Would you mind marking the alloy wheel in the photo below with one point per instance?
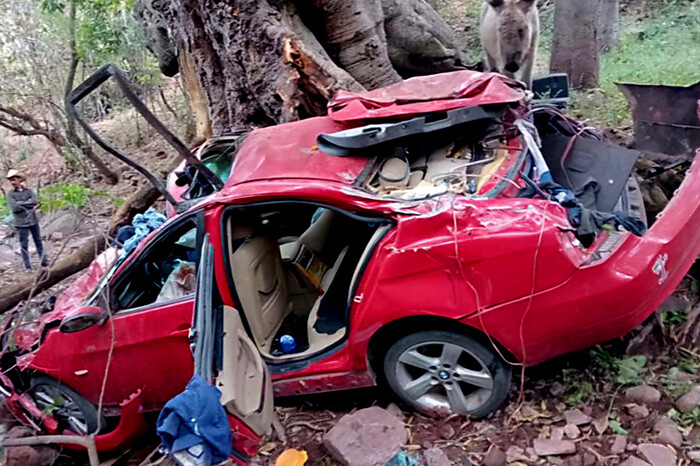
(51, 399)
(438, 376)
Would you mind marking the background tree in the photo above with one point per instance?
(261, 62)
(575, 45)
(608, 24)
(44, 45)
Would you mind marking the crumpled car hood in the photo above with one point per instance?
(69, 302)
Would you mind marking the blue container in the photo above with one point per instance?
(287, 344)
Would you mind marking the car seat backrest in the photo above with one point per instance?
(261, 287)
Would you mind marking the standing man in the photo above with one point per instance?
(24, 204)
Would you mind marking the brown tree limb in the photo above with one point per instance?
(68, 265)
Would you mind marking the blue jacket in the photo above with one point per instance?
(196, 417)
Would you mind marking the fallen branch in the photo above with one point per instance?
(68, 265)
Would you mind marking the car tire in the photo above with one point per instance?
(441, 373)
(71, 410)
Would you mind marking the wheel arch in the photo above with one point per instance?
(390, 333)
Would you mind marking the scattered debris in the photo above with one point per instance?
(495, 457)
(658, 455)
(667, 432)
(690, 400)
(436, 457)
(549, 447)
(638, 411)
(634, 461)
(576, 417)
(619, 445)
(368, 437)
(643, 394)
(572, 431)
(292, 457)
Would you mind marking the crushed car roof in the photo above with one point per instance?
(289, 151)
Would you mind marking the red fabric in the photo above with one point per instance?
(425, 94)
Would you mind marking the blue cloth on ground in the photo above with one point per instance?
(194, 417)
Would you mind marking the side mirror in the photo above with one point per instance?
(83, 320)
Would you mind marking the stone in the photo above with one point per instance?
(572, 431)
(619, 445)
(557, 389)
(690, 400)
(638, 411)
(658, 455)
(436, 457)
(633, 461)
(495, 457)
(549, 447)
(515, 453)
(528, 411)
(557, 433)
(368, 437)
(395, 410)
(575, 460)
(601, 425)
(446, 431)
(576, 417)
(668, 432)
(643, 394)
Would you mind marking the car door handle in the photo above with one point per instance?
(182, 329)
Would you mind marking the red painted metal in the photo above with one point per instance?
(507, 267)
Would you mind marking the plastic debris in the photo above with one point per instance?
(292, 457)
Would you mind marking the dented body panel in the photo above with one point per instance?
(491, 263)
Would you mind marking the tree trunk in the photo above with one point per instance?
(71, 133)
(608, 23)
(196, 97)
(262, 62)
(575, 47)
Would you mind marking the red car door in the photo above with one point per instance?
(151, 303)
(227, 358)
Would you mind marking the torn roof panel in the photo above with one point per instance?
(426, 94)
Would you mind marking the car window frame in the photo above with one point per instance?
(197, 218)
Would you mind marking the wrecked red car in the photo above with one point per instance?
(427, 236)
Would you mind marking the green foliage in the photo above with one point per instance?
(625, 371)
(674, 317)
(660, 50)
(689, 365)
(673, 386)
(578, 387)
(629, 370)
(616, 427)
(62, 195)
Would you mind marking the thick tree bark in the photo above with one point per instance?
(575, 46)
(271, 61)
(196, 97)
(71, 133)
(608, 24)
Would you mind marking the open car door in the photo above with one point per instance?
(226, 357)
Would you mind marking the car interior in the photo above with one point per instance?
(167, 271)
(292, 267)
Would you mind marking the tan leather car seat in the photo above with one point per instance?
(260, 284)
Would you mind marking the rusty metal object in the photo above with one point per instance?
(665, 118)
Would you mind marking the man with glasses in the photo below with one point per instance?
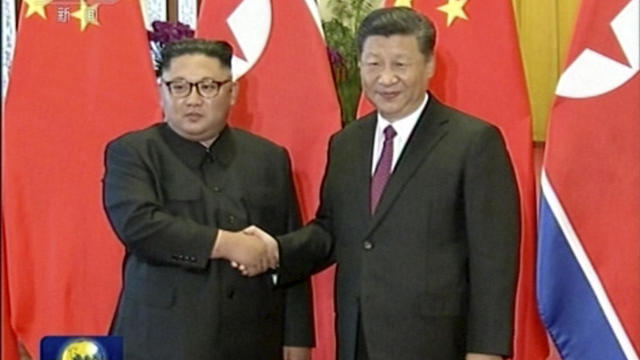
(178, 195)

### BRIEF
Copy out every item above word for word, leaving out the pictures.

### CORRECT RESPONSE
Would you mind marking the alloy wheel in the photo below with one point per instance?
(51, 399)
(438, 376)
Would you mind marking the background tree in the photo above with one point per instance?
(261, 62)
(575, 45)
(608, 24)
(44, 45)
Would you mind marking the crumpled car hood in the photo above with one point per instance?
(69, 302)
Would you mind marking the blue container in the photo above with one point per instance?
(287, 344)
Would you mind marking the car seat backrest in the photo above with one point per instance?
(261, 287)
Would you mind marking the standing man in the photo above with one point per instance?
(24, 204)
Would you mind marking the brown tree limb in the photo above with one point per instance?
(68, 265)
Would you mind marking the blue jacket in the photo above with one point per instance?
(196, 417)
Would you mind marking the fallen branch in the photo above with one point per instance?
(68, 265)
Would you mind marking the car tire in the photo above with one point per instance?
(441, 373)
(71, 410)
Would you mind marking the wheel arch in the photo above with one point per instance?
(390, 333)
Would you mind marking the scattered debris in the photo above with one point per instance?
(495, 457)
(658, 455)
(667, 432)
(690, 400)
(436, 457)
(549, 447)
(638, 411)
(634, 461)
(576, 417)
(619, 445)
(368, 437)
(643, 394)
(572, 431)
(292, 457)
Would you mind marking the crushed car roof in the photo above with one point per instance?
(289, 151)
Would you mind marking the red fabric in the photo above with one point per instance?
(425, 94)
Would you mind marking the blue cloth on ground in the photo above with one point per instance?
(194, 417)
Would you mind marking the side mirror in the photo above with one point per instance?
(83, 320)
Would you mind marking the stone in the photo above with one point per instance?
(572, 431)
(619, 445)
(557, 389)
(690, 400)
(638, 411)
(658, 455)
(436, 457)
(633, 461)
(495, 457)
(549, 447)
(515, 453)
(528, 411)
(557, 433)
(368, 437)
(395, 410)
(575, 460)
(601, 425)
(446, 431)
(576, 417)
(668, 432)
(643, 394)
Would you mind marking the car door handle in the photo above with one point per instance?
(182, 329)
Would you mind marking the red painted metal in the photo above with one point per instance?
(507, 267)
Would you mind marking the plastic debris in the photo above with one point per instance?
(292, 457)
Would you mind marking the dented body panel in the photo above with one point per instance?
(491, 263)
Would you mind marking the tree trunk in the photo above with one point per instance?
(71, 133)
(608, 23)
(196, 97)
(262, 62)
(575, 47)
Would you mind marking the red car door in the photo above with one point per instance?
(151, 303)
(227, 358)
Would you mind marking the torn roof panel in the photo above with one point per instance?
(426, 94)
Would you mind marking the car window frame in the photo above with one point per instance?
(197, 218)
Would you mind marking the wrecked red car in the photo above with one point per instance?
(427, 236)
Would you mind marking the green foliage in the photo above with one point per instance?
(625, 371)
(674, 317)
(660, 50)
(689, 365)
(673, 386)
(578, 387)
(629, 370)
(616, 427)
(62, 195)
Would you mind marking the thick tree bark in the photo above with one point per instance?
(575, 46)
(271, 61)
(196, 97)
(71, 133)
(608, 24)
Would you mind marking the open car door in the photo above with one point per instance?
(226, 357)
Would you mind marking the car interior in the photo above with one point per instance?
(167, 271)
(292, 267)
Would you mind marking the tan leather car seat in the photo above with one point per instance?
(260, 284)
Would you mind marking the rusty metal object in the photo above with one point per instance?
(665, 118)
Would you mind marking the man with glasses in the photo below with one point per instance?
(178, 195)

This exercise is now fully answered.